● Esercizio breve 1:
Indica quante righe delle voci contengono la stringa «blue», tenendo conto di maiuscole e minuscole. Rispondi solo con il numero.

● Sezione di testo:
# # # # # # #
Nelle chat tra le sex worker la tensione aumenta. Ogni giorno una di loro condivide qualcosa: «Questo mi ha tirato uno schiaffo», «quest’altro ha finto di essere un poliziotto», «mi ha chiusa a chiave in bagno». Una racconta di un uomo che si è spogliato e le ha mostrato una pistola. Un’altra dice di essere stata rapinata. Poche di loro denunciano veramente. «Quando entri in stanza, sei sola: nessuno ti salva se qualcosa va storto». Per questo Noemi, 21 anni, dalla Sicilia condivide le sue strategie: «Se il cliente mi insospettisce, gli dico che ho amici nei paraggi pronti a intervenire. Evito le trasferte. E, se proprio devo, vado con una collega».
Non è solo il cliente a fare paura. Anche le colleghe, a volte, diventano una minaccia. «Una mi ha aspettata sotto il b&b con un coltello», racconta, «diceva che le avevo rubato “la piazza”. In questo lavoro le rivalità si risolvono con urla, minacce. Perché qui ogni annuncio è denaro: se perdi visibilità, perdi lavoro».
Il portale più usato per promuoversi è Escort Advisor, dove gli uomini lasciano recensioni. «Pensano che fai tutto. E se ti rifiuti, impazziscono», spiegano, parlando di alcuni clienti. Da un anno il sito offre un servizio legale gratuito. «Siamo gli unici ad aver attivato un supporto così, ma non basta», spiegano dal team. «Serve una tutela reale, una regolamentazione, un coinvolgimento concreto delle autorità». Ogni giorno, donne come Sonia, Eva e Noemi gestiscono messaggi, appuntamenti, imprevisti. E quella paura che non se ne va: sparire come Denisa, morire come Vasilica. Perché, in questo mondo, il pericolo non ha volto. Solo una porta che si chiude. E il silenzio, dopo.
# # # # # # #
● Voci estratte:

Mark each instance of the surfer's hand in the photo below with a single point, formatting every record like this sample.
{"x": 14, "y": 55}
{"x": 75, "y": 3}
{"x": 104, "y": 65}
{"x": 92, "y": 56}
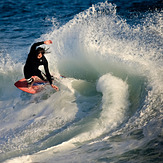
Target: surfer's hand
{"x": 55, "y": 87}
{"x": 48, "y": 42}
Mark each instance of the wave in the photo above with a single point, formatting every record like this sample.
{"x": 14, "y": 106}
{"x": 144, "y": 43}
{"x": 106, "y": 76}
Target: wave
{"x": 113, "y": 90}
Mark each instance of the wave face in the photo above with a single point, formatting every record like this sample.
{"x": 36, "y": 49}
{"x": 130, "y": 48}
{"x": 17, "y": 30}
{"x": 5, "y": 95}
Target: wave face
{"x": 109, "y": 107}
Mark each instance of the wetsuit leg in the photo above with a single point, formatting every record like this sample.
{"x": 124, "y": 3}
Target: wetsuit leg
{"x": 28, "y": 76}
{"x": 41, "y": 75}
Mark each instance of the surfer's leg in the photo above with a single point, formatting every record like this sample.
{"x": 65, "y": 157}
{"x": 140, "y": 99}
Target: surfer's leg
{"x": 28, "y": 77}
{"x": 41, "y": 75}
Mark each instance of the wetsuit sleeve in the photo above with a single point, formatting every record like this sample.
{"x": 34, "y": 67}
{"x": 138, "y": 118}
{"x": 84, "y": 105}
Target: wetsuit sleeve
{"x": 33, "y": 47}
{"x": 47, "y": 71}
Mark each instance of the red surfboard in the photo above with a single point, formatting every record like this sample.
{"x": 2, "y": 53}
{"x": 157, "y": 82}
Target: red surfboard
{"x": 38, "y": 85}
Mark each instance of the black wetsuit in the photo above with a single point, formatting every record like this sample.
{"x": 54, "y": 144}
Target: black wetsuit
{"x": 32, "y": 64}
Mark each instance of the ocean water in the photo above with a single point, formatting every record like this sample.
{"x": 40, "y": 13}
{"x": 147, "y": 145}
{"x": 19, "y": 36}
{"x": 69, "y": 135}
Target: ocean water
{"x": 109, "y": 107}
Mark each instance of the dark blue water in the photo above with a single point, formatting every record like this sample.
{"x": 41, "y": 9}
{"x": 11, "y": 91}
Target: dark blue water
{"x": 109, "y": 108}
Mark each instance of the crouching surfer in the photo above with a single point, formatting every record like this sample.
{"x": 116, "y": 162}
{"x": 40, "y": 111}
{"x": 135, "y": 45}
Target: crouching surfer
{"x": 34, "y": 60}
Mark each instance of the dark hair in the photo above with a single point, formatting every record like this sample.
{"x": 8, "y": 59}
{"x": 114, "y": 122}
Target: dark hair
{"x": 40, "y": 50}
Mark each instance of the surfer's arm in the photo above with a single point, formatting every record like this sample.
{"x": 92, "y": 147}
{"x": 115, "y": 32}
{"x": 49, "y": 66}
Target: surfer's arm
{"x": 33, "y": 47}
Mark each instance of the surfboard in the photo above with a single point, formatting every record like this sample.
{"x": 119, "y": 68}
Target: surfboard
{"x": 38, "y": 85}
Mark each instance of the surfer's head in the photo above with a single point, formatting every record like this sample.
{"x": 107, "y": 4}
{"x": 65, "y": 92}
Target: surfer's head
{"x": 40, "y": 52}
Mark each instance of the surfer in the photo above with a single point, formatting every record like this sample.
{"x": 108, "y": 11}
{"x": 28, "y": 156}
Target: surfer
{"x": 34, "y": 60}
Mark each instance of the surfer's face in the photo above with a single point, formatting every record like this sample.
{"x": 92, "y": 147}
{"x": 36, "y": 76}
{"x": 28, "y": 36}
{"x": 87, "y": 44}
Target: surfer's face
{"x": 39, "y": 56}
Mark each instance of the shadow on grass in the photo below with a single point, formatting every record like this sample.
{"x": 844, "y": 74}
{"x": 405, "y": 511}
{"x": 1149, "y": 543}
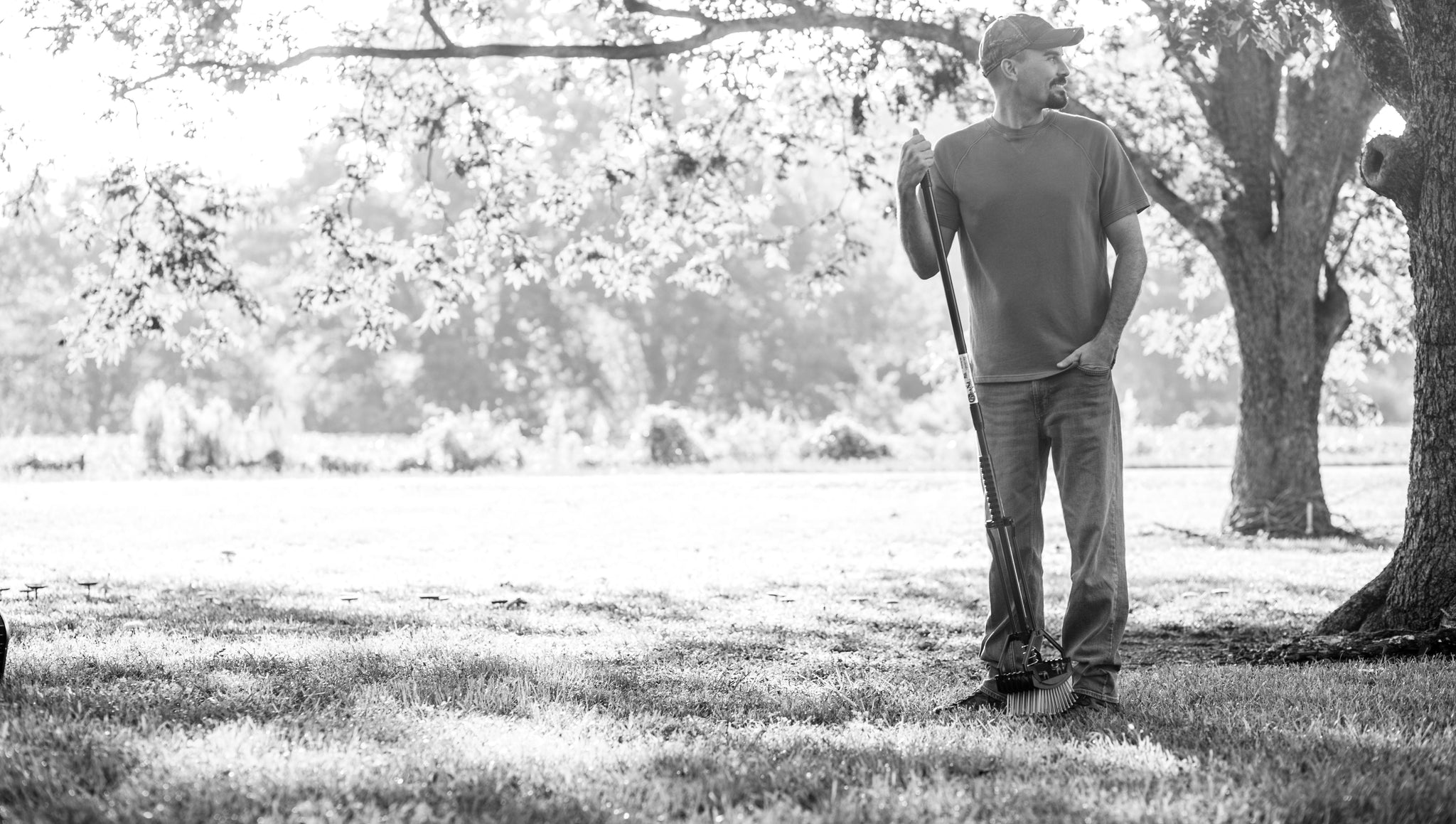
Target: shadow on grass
{"x": 707, "y": 696}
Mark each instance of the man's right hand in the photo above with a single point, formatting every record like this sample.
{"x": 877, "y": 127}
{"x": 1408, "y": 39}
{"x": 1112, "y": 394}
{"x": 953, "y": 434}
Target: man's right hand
{"x": 916, "y": 159}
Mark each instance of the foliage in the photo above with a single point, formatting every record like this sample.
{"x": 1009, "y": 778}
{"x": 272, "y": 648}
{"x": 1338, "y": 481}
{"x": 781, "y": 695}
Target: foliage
{"x": 839, "y": 437}
{"x": 176, "y": 434}
{"x": 469, "y": 440}
{"x": 669, "y": 437}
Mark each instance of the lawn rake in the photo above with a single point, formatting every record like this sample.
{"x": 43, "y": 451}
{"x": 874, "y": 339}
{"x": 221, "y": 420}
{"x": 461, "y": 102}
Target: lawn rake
{"x": 1033, "y": 685}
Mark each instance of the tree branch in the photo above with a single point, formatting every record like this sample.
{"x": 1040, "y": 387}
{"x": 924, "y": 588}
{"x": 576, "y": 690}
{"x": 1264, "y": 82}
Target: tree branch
{"x": 714, "y": 29}
{"x": 434, "y": 25}
{"x": 1379, "y": 47}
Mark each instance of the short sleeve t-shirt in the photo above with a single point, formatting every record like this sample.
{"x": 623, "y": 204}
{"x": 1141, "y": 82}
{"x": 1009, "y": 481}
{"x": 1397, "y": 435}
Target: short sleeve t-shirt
{"x": 1032, "y": 207}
# # # # # # #
● Esercizio breve 2:
Traduci in inglese questa frase della sezione di testo: «Da un anno il sito offre un servizio legale gratuito.»

● Risultato esercizio 1:
2

● Risultato esercizio 2:
For a year now, the site has offered a free legal service.